▸ Dataset excerpt:
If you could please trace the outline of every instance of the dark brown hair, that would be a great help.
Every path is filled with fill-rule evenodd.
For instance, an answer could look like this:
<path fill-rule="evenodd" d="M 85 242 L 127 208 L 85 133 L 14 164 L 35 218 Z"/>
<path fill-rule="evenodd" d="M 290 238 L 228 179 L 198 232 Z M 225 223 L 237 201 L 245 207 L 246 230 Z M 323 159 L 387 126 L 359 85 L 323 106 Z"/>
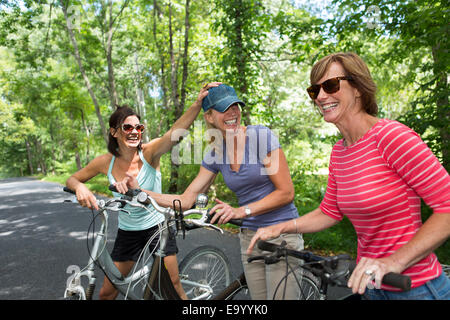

▸ YOUR INSTRUCTIONS: Could you update these records by swapping "dark brown hair" for "blond hair", keep everything else unchanged, and leave the pictures out of your answer?

▸ FULL RESPONSE:
If you could please trace the outline of every instance of the blond hair, that would be a great help.
Every path is filled with fill-rule evenodd.
For instance, an answer could look like this:
<path fill-rule="evenodd" d="M 85 242 L 127 208 L 85 133 L 14 164 L 35 218 Z"/>
<path fill-rule="evenodd" d="M 290 238 L 228 179 L 198 232 Z M 225 223 L 237 201 L 245 207 L 246 230 Z M 323 159 L 387 126 L 359 85 L 323 106 Z"/>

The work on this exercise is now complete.